Task brief: In the data below, find the line containing "[pin] gold faucet spout"; reproduce that line and all subsequent lines exactly, and nothing else.

** BEGIN Records for the task **

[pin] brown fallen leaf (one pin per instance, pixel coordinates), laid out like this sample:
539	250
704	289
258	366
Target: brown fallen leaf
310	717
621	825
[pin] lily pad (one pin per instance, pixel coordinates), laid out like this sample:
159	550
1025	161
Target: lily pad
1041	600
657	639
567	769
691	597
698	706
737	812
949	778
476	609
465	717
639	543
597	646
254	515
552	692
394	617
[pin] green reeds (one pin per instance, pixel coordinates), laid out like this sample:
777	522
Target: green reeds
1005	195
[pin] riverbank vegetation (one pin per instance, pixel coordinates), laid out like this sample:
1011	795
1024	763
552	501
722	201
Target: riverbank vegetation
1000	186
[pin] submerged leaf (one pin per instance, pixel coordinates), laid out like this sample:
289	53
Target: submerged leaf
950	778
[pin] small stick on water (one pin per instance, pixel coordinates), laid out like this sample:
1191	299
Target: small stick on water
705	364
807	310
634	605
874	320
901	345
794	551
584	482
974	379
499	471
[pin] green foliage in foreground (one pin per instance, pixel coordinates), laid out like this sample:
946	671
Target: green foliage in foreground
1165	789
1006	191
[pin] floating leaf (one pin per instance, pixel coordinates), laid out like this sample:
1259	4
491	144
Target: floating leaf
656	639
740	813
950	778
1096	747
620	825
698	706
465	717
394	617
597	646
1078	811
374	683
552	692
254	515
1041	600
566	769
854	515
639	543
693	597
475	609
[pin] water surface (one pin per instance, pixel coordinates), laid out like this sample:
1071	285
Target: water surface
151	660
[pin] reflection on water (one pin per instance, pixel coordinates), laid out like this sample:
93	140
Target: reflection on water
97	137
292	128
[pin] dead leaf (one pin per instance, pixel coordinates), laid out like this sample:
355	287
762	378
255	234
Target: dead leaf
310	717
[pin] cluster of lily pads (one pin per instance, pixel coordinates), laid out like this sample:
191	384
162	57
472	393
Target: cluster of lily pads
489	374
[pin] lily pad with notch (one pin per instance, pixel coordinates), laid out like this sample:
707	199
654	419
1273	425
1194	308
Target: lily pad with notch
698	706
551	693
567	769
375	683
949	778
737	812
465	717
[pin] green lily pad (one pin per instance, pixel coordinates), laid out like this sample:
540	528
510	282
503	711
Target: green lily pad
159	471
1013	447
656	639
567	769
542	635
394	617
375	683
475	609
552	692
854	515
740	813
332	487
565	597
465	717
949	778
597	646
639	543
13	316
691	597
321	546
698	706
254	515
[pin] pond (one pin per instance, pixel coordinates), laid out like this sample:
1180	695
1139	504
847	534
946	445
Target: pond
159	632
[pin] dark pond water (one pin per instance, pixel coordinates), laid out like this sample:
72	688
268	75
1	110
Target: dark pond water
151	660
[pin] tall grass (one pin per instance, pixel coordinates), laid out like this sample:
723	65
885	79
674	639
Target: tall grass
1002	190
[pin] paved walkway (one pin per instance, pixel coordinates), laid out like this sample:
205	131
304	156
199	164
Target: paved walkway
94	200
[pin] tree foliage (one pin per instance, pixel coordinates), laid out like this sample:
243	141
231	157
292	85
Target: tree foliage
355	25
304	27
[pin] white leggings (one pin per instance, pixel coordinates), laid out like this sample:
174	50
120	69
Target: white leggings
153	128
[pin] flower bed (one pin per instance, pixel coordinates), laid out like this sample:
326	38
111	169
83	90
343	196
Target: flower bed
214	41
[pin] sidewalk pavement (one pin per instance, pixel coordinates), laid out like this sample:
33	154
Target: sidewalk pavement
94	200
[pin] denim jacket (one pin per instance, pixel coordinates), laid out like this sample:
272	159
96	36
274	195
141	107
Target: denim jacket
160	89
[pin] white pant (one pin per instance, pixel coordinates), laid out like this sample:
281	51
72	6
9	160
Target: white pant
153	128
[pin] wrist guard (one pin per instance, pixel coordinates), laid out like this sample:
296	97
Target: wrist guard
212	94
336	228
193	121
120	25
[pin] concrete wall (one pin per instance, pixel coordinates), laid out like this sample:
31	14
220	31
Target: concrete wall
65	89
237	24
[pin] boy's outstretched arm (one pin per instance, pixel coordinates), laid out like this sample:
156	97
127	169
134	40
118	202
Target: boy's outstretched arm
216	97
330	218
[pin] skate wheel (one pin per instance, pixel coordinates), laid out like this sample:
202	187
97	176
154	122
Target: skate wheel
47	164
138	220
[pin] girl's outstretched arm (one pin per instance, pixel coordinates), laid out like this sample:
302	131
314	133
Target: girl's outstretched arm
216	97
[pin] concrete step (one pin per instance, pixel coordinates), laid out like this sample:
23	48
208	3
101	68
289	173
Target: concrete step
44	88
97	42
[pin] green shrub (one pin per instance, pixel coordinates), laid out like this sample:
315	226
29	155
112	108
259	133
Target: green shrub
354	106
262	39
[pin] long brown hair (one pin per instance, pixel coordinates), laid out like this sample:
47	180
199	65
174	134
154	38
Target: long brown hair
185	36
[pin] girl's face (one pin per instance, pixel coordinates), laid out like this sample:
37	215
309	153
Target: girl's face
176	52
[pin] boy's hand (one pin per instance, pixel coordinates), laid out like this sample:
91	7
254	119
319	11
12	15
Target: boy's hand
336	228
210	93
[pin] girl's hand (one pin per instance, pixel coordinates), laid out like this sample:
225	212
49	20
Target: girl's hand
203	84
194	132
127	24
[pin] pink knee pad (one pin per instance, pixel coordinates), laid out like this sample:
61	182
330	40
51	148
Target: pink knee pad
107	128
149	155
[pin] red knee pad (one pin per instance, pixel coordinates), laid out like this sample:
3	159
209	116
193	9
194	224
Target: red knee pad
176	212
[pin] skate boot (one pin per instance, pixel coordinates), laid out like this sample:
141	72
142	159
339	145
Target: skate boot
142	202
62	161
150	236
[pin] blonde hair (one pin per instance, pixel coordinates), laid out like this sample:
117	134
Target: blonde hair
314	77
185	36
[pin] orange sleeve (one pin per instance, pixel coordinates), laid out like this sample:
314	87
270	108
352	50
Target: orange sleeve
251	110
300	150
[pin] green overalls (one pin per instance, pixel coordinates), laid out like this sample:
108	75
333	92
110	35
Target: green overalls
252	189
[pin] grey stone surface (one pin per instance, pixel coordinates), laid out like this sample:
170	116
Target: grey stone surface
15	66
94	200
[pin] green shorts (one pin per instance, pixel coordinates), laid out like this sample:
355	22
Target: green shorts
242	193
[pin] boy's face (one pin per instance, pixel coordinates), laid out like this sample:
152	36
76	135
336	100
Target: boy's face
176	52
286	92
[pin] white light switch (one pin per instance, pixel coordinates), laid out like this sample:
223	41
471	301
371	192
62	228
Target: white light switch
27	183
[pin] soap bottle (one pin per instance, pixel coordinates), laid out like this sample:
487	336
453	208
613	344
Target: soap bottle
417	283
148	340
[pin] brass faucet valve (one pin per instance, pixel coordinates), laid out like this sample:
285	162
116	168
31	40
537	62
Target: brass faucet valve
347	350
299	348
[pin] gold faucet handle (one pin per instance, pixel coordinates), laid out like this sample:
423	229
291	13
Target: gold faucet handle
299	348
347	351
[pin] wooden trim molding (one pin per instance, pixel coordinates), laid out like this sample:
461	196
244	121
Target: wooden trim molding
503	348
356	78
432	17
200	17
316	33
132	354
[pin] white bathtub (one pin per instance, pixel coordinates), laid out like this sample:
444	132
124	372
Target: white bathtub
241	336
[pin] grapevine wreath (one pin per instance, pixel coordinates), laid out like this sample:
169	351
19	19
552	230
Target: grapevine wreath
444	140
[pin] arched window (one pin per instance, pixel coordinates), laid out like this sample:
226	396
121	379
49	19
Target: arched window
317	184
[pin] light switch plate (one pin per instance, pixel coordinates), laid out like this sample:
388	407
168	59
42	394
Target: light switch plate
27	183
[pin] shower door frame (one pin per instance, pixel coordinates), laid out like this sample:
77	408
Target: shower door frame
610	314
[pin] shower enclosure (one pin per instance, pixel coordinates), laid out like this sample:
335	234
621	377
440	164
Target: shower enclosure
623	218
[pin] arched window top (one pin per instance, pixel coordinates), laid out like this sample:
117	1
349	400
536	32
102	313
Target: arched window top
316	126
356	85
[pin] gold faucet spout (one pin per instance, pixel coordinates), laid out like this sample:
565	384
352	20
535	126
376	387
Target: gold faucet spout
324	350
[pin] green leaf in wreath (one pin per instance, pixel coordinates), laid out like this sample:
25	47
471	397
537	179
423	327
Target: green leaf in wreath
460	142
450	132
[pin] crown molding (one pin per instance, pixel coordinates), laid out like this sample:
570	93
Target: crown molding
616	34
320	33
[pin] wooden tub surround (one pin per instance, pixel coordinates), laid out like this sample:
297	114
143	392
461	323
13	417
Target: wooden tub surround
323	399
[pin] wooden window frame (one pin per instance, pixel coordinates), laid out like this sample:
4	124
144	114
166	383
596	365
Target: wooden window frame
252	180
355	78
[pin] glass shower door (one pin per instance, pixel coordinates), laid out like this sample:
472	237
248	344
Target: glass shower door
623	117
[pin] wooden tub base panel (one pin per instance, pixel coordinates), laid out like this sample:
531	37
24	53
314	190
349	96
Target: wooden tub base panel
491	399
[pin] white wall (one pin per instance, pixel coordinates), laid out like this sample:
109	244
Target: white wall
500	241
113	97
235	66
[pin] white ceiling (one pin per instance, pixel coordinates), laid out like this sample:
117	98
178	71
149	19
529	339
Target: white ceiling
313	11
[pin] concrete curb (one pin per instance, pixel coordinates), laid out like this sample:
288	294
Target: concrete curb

** END Records for the task **

Correct response:
[pin] gold faucet spout (one pin per instance, pixel coordinates), laid out like this sample:
565	384
352	20
535	126
376	387
Target: gold faucet spout
324	350
[pin] green leaf in wreath (one pin per instance, pixel coordinates), laid out like this sample:
25	47
471	397
537	179
423	327
Target: green leaf in wreath
460	142
450	132
[pin] crown molding (one pin per instance, pixel coordinates), laid out like this sample:
570	93
Target: crown molding
616	34
320	33
[pin] wooden tub surround (one pin per instance, pixel coordinates), laid out like this sample:
297	114
143	392
461	323
13	417
Target: wooden tub surround
323	399
[pin] wooden window frame (one pin per instance, pixel coordinates), laid out like this sample:
4	124
144	114
166	383
596	365
Target: wooden window frame
252	180
355	78
[pin] glass shower door (one pin per instance, pixel coordinates), laid out like this sample:
472	237
248	344
Target: glass shower door
623	117
[pin] wooden tub base panel (one pin per instance, pixel coordinates), laid out like this sample:
531	37
24	53
314	190
349	96
Target: wooden tub base panel
491	399
[pin] white wall (one pin per instance, pixel coordinates), laid out like this sample:
109	244
Target: white wall
500	241
113	97
235	66
[pin] white ceiling (one pin per instance, pixel coordinates), laid out like this sample:
117	98
178	71
149	19
529	339
Target: white ceiling
313	11
[pin] concrete curb (one pin per instance, pixel coordinates), laid out like this sample:
288	294
Target: concrete curb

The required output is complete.